- **Set problem**: Return the stretch of the data from its start through the line containing "23 15 L 13 15", with both ends included, reproduced verbatim and with nothing else.

- **Dataset excerpt**:
________________

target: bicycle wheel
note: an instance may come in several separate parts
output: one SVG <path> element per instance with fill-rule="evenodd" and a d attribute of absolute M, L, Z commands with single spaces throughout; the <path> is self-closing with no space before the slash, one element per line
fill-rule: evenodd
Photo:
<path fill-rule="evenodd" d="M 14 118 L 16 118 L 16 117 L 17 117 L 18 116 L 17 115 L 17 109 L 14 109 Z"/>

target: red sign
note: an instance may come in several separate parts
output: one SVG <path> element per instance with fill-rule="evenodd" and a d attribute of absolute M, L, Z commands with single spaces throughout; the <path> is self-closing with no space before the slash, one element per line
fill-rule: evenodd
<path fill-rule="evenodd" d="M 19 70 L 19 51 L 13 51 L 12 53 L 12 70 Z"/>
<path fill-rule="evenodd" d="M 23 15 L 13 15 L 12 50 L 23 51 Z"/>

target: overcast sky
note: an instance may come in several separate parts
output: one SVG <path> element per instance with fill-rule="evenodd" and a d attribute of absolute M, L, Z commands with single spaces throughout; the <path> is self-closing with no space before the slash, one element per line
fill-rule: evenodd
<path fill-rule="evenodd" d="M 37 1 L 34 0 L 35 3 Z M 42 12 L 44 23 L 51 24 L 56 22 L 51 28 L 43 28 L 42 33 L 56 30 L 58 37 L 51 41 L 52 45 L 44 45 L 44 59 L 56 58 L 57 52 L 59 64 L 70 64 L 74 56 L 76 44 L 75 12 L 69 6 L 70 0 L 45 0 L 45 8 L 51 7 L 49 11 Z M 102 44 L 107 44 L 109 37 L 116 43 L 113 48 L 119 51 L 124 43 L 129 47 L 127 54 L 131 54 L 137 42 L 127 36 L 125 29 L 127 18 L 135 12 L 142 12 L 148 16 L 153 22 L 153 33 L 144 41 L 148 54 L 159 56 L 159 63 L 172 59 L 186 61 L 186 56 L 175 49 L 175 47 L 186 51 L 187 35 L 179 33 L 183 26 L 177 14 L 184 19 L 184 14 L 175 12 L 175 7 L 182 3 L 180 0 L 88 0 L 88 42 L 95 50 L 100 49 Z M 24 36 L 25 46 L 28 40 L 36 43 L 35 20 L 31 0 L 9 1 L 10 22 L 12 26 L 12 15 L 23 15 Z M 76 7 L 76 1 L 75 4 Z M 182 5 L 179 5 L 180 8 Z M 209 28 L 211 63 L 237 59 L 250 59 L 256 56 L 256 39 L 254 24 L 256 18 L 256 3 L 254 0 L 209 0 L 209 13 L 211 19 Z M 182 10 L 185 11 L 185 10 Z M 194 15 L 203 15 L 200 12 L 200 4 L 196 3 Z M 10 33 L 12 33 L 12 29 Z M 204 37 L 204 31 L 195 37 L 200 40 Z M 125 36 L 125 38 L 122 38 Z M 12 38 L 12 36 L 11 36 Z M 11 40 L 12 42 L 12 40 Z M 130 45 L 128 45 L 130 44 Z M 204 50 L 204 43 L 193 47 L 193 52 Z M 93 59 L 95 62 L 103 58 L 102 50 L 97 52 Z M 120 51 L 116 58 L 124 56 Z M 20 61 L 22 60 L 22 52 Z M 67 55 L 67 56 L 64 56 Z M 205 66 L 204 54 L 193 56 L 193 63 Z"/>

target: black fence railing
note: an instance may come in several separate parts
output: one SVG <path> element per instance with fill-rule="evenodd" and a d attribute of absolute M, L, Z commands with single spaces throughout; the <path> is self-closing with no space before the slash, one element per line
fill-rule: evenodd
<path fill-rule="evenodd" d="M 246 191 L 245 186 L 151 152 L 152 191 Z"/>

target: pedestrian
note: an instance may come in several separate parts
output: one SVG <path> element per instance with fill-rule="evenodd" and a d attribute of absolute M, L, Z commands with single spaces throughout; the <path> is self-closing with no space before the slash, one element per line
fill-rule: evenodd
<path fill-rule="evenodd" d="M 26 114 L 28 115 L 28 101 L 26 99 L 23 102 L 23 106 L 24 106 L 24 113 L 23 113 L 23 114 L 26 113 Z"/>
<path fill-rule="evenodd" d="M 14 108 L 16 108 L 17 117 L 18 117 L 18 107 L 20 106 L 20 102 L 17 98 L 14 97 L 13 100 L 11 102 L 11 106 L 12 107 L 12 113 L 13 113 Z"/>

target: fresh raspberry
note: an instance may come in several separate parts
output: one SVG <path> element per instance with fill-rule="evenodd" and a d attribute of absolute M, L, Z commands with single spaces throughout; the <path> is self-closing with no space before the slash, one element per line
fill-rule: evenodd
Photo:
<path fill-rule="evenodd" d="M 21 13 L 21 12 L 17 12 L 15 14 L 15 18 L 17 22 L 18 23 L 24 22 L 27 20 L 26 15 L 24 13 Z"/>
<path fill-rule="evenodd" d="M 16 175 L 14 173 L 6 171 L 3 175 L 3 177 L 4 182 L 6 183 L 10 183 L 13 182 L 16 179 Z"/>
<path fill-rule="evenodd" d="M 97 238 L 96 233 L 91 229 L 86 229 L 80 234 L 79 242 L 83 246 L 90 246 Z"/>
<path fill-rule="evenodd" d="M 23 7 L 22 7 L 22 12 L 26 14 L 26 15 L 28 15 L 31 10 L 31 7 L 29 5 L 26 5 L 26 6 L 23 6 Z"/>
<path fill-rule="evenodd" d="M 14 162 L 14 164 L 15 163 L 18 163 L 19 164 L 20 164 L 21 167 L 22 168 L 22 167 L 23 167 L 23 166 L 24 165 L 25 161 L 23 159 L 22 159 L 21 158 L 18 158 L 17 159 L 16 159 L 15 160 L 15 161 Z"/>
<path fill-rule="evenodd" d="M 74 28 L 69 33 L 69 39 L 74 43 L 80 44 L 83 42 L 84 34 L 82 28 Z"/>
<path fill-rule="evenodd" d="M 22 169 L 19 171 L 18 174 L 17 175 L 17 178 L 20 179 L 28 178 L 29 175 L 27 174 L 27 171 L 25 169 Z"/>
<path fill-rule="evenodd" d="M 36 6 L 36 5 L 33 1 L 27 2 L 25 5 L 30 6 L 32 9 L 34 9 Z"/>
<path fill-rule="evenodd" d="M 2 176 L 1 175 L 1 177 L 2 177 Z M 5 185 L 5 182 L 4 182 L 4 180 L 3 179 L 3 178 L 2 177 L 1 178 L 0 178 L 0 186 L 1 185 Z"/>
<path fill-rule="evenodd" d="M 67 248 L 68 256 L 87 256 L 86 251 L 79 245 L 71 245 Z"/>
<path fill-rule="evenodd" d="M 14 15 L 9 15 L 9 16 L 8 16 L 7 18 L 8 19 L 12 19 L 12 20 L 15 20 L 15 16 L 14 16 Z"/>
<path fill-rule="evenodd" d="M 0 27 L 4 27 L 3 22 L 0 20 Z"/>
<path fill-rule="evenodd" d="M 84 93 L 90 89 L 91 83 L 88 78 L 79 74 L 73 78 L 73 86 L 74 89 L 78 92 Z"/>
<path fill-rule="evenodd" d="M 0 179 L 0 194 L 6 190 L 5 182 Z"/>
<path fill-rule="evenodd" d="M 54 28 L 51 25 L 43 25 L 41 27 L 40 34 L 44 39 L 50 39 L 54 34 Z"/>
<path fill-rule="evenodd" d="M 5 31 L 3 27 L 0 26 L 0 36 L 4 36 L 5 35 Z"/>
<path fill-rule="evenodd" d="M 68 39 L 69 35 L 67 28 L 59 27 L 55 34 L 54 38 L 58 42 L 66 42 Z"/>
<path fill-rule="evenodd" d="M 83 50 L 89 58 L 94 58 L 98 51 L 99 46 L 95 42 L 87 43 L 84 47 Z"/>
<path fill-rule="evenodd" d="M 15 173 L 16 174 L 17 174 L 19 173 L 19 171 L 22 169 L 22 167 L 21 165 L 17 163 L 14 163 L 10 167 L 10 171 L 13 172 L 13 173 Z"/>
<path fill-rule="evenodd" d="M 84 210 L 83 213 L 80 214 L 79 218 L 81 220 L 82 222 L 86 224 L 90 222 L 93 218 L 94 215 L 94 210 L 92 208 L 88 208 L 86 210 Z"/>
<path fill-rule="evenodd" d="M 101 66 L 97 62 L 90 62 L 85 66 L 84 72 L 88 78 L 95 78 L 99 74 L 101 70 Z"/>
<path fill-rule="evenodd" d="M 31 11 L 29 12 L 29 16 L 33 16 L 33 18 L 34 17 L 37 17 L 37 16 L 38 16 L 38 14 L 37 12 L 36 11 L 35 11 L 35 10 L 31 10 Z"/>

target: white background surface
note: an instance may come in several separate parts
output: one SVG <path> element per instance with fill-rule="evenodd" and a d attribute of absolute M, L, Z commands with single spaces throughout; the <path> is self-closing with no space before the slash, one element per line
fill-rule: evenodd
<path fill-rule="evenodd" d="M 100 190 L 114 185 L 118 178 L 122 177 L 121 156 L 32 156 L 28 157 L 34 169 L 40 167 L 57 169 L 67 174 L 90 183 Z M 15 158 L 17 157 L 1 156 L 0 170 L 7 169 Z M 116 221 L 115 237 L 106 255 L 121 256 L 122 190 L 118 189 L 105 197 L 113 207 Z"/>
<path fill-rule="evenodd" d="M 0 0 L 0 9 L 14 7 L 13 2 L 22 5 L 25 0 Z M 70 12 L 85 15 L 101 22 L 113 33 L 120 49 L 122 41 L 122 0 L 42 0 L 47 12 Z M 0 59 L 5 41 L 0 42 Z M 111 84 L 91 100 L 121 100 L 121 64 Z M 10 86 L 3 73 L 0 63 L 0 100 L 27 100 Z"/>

________________

- **Output below**:
target: bicycle wheel
note: an instance may come in several separate parts
output: one SVG <path> element per instance with fill-rule="evenodd" and a d attribute of absolute M, L, Z commands with single spaces throughout; the <path> is self-closing with no space before the slash, one element per line
fill-rule: evenodd
Photo:
<path fill-rule="evenodd" d="M 14 118 L 16 118 L 16 117 L 17 117 L 18 116 L 17 115 L 17 109 L 14 109 Z"/>

target: red sign
note: an instance may come in several separate parts
output: one SVG <path> element per instance with fill-rule="evenodd" and a d attribute of absolute M, L, Z commands with single spaces throughout; the <path> is self-closing with no space before the slash, one element per line
fill-rule: evenodd
<path fill-rule="evenodd" d="M 19 70 L 19 51 L 13 51 L 12 53 L 12 70 Z"/>
<path fill-rule="evenodd" d="M 23 15 L 13 15 L 12 50 L 23 51 Z"/>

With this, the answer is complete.